**Given text:**
++++++

# simplicity wonder boy intermittant spark



## tractorwiz72 (Apr 12, 2012)

would like an answer this time please tractor forum users! Hi I have an old Simplicity Wonderboy 700 garden tractor that I just picked up at a flea market the other day. I just got it running and it runs with an intermittent spark. I'm wondering what is causing the problem and how I can fix it. Any advice would be appreciated. Thanks!


----------



## Ralphst16 (Jul 30, 2012)

Are the points gapped right? If so, try filing them with a small file.


----------



## tractorwiz72 (Apr 12, 2012)

I'm not sure exactly, I did clean them though


----------



## Ralphst16 (Jul 30, 2012)

Improper points gap will cause intermitten spark. What kind of engine is it?


----------



## tractorwiz72 (Apr 12, 2012)

Briggs and Stratton, an old one


----------



## Ralphst16 (Jul 30, 2012)

Spark plug gap should be .030. Try gapping the points at .010 and see what happens.


----------



## tractorwiz72 (Apr 12, 2012)

how exactly do you adjust the point gaps on a b&s I've never had to do it before


----------



## Ralphst16 (Jul 30, 2012)

I think it has an adjusting screw where it connects to the block... loosen the screw just enough so the points can be moved, put your feeler gauge between the points, and tighten the screw.


----------



## tractorwiz72 (Apr 12, 2012)

ok thanks man I hope that works


----------



## Ralphst16 (Jul 30, 2012)

No problem, If you still have any questions let me know and I'll try to help as much as I can.


----------

++++++

Entries pointing to named objects:

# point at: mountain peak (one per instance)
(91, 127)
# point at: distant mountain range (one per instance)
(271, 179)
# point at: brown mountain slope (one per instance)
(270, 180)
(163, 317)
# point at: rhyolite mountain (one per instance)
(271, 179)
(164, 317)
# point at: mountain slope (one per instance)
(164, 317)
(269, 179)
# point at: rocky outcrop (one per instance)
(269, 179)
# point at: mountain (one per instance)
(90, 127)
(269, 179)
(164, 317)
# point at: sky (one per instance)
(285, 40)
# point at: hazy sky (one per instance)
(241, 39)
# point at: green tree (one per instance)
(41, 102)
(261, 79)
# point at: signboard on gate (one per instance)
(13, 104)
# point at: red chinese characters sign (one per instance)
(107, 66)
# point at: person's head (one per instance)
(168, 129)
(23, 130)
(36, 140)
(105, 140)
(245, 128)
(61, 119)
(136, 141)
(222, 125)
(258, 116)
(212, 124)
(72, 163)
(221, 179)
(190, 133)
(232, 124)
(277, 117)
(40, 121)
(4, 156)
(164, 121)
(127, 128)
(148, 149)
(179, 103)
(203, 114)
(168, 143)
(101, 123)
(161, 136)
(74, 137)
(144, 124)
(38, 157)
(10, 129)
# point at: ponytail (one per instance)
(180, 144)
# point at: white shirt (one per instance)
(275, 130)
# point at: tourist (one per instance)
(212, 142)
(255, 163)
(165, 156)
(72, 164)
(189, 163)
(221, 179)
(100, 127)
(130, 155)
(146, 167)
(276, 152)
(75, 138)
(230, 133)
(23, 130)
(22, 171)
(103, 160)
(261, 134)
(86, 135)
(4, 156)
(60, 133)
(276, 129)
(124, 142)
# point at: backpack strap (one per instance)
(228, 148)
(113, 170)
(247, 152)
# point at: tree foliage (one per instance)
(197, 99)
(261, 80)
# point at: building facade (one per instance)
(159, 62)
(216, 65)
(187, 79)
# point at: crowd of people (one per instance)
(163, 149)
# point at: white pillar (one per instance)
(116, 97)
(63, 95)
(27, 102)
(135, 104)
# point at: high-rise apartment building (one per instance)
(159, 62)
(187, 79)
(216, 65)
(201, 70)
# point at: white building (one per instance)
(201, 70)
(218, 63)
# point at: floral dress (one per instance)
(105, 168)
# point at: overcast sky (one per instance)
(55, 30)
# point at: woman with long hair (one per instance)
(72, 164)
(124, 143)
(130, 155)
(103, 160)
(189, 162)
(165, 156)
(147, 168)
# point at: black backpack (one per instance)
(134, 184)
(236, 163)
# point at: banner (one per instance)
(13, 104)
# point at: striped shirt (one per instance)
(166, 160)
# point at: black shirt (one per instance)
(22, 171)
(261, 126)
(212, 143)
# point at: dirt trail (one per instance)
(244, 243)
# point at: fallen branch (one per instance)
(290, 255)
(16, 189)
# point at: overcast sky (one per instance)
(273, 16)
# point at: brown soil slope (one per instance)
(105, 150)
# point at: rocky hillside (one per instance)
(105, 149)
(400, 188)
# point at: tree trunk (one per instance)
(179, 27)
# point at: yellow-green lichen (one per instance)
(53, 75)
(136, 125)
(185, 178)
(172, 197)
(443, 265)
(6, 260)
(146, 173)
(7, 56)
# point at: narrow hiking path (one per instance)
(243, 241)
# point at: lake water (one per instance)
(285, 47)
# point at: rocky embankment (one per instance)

++++++

Repeat the stretch of the tractor forum thread from "how exactly do" through "tighten the screw.". The lines have no connection to the tractor forum thread.

how exactly do you adjust the point gaps on a b&s I've never had to do it before


----------



## Ralphst16 (Jul 30, 2012)

I think it has an adjusting screw where it connects to the block... loosen the screw just enough so the points can be moved, put your feeler gauge between the points, and tighten the screw.